▶ PROVIDED RECORDS
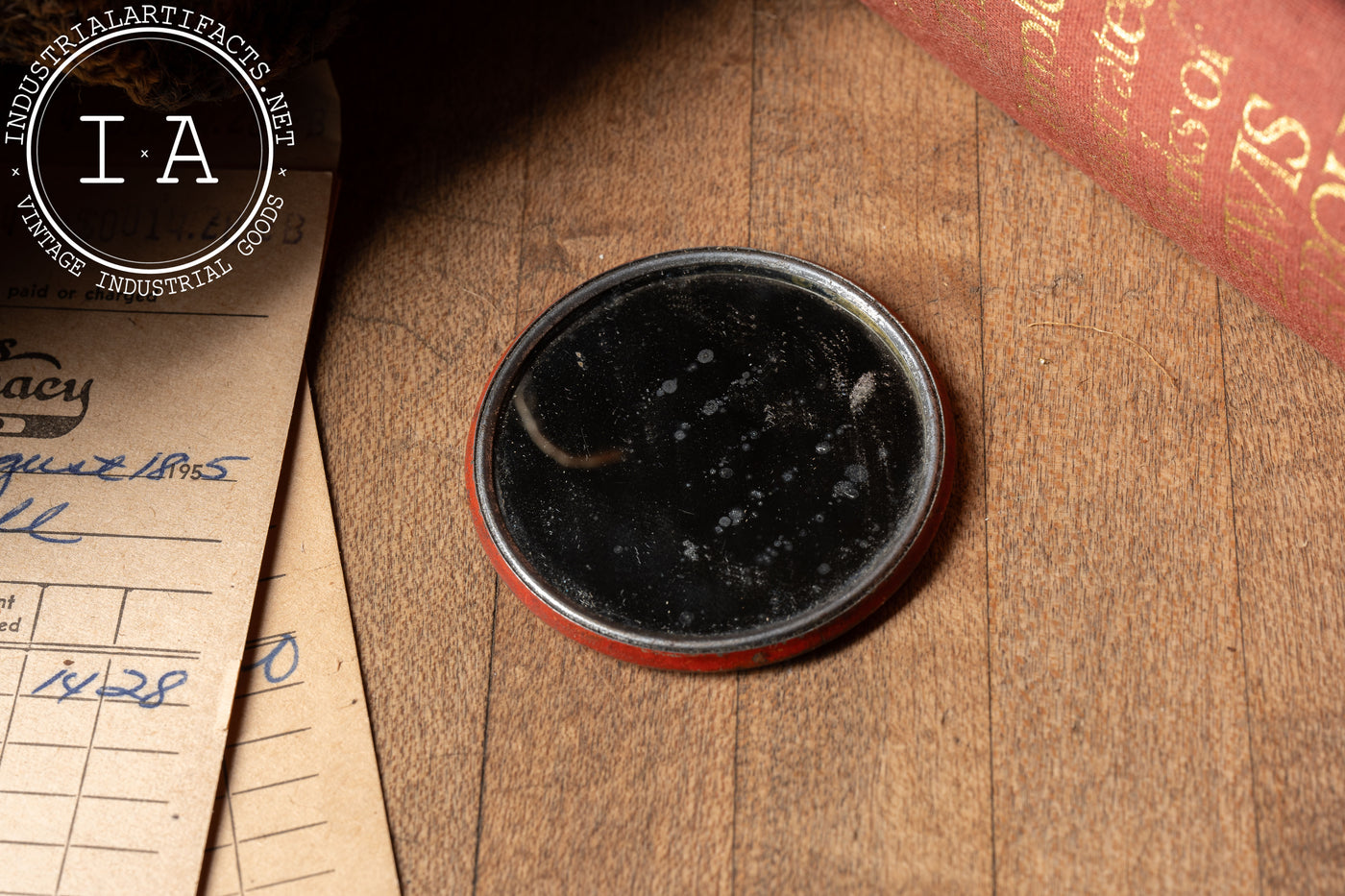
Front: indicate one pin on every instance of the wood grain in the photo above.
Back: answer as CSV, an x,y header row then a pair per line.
x,y
1286,410
867,770
1120,735
601,777
1119,668
423,274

▶ WHAT YOU WILL DO
Copy these lines back word for word, but leave the pictures out.

▶ CORRECT RESPONSE
Front: indicate one pin on every instance of the wood grain in the photo above.
Back: answer as CSV, an x,y header row then a pair per line.
x,y
1286,410
867,770
1120,735
601,777
1119,668
423,274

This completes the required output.